### Goal of the exercise
Search the listing below for the line containing "Target: man's right hand". From there through the line containing "like (320, 263).", transcribe every line exactly, both ends included.

### Record set
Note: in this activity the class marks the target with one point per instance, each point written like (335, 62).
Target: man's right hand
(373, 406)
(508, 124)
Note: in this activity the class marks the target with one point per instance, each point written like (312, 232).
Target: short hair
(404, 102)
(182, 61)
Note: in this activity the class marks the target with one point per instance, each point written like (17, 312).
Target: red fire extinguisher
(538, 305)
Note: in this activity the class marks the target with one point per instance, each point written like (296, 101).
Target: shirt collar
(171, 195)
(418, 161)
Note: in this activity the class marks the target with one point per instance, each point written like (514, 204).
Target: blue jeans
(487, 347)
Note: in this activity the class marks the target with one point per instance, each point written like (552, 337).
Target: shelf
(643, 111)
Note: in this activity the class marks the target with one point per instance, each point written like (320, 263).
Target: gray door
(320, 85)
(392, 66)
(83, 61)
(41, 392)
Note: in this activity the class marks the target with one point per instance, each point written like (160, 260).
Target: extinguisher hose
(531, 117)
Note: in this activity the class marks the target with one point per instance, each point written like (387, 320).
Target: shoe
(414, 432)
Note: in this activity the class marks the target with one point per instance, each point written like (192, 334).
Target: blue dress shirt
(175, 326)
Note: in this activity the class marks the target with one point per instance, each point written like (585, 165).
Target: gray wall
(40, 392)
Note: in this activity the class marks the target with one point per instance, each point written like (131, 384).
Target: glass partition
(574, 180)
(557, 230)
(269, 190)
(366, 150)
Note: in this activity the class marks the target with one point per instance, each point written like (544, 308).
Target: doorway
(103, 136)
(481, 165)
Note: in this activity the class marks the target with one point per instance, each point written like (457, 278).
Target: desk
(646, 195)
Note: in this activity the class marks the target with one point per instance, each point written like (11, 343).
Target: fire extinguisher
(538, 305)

### Response area
Target: man's right hand
(373, 406)
(508, 124)
Note: in this activity the class marks the target with one point per instance, each point written like (312, 232).
Target: short hair
(404, 102)
(182, 61)
Note: in this activity the class marks the target with one point per instance, each point written like (17, 312).
Target: red fire extinguisher
(538, 305)
Note: in this activity the class marks the target with one point per instance, each point written like (296, 101).
Target: shirt collar
(171, 195)
(418, 161)
Note: in this activity the class marks the target with one point per instance, each point written like (514, 204).
Target: blue jeans
(487, 347)
Note: in this activity the class marks the target with one point per instance, each point written like (552, 337).
Target: shelf
(643, 111)
Note: in this activity the class marks the target with one point per instance, each point written like (320, 263).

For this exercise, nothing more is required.